* Task to complete
Rewrite the records below so that "photograph" becomes "image" wherever it occurs, and change nothing else. Leave the pictures out of your answer.

* Data section
___

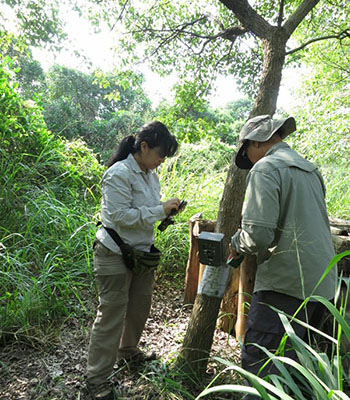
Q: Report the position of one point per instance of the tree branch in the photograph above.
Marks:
(248, 17)
(280, 14)
(301, 12)
(340, 36)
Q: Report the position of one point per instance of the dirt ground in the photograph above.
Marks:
(56, 371)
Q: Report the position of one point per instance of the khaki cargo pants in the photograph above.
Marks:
(124, 305)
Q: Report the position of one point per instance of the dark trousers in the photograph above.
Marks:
(265, 328)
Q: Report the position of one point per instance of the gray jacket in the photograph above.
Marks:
(285, 223)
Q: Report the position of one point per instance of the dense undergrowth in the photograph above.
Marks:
(49, 205)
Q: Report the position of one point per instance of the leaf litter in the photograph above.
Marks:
(56, 371)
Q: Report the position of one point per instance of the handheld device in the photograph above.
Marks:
(169, 220)
(234, 262)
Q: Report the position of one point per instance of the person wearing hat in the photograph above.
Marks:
(285, 224)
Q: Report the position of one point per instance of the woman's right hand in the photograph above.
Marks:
(170, 205)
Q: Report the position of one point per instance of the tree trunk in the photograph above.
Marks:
(194, 354)
(199, 336)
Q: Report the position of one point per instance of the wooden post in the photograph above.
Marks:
(194, 269)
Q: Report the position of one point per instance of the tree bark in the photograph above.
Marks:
(199, 336)
(195, 351)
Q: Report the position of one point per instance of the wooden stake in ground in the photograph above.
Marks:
(197, 343)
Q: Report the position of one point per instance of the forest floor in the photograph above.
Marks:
(55, 371)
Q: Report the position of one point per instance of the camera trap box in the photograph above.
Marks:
(210, 246)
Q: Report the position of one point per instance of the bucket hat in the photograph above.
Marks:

___

* Answer
Q: Report the position of one point per instance of the tree branch in the image above.
Marks:
(248, 17)
(280, 14)
(301, 12)
(340, 36)
Q: Report the position of one point per instance of the dirt ground in the image above.
Marks:
(56, 371)
Q: Report the position of one point per instance of the khaki cargo pants in the image above.
Marks:
(124, 305)
Q: Report the position of one point per instance of the dark trousers in the image above.
Marks:
(265, 328)
Q: Report the position of one point per instance of the gray jacket in the image above.
Marks:
(285, 223)
Q: Report the position of one point per instance of the dense undergrowth in the image above.
Marks:
(49, 205)
Q: Report the position of one point per instance of the leaf litter in the image above.
Marks:
(56, 371)
Q: Report the position of one point per instance of the handheld device in the image above.
Marks:
(169, 220)
(234, 262)
Q: Report the position of one point per instance of the person wearing hat in the image above.
Marks:
(285, 224)
Q: Report the position of one point per instance of the woman's right hand in the image above.
Marks:
(170, 205)
Q: Report the position of one point per instance of the tree trunk in the image above.
Marks:
(194, 354)
(199, 336)
Q: Report the position of one point per instance of the wooden post in the image above.
Marks:
(194, 269)
Q: Report the position of one point per instance of the tree bark in the image above.
Marks:
(199, 336)
(195, 351)
Q: Report the position of one point per instance of the wooden stake in ground in the image above.
Marks:
(197, 343)
Q: Report the position of one point per instance of the forest floor in the image above.
Marks:
(55, 371)
Q: Report the position of one point per instance of the camera trap box in the image above.
Marks:
(210, 246)
Q: Report the position of one point per instance of the bucket hat in the image above.
Marks:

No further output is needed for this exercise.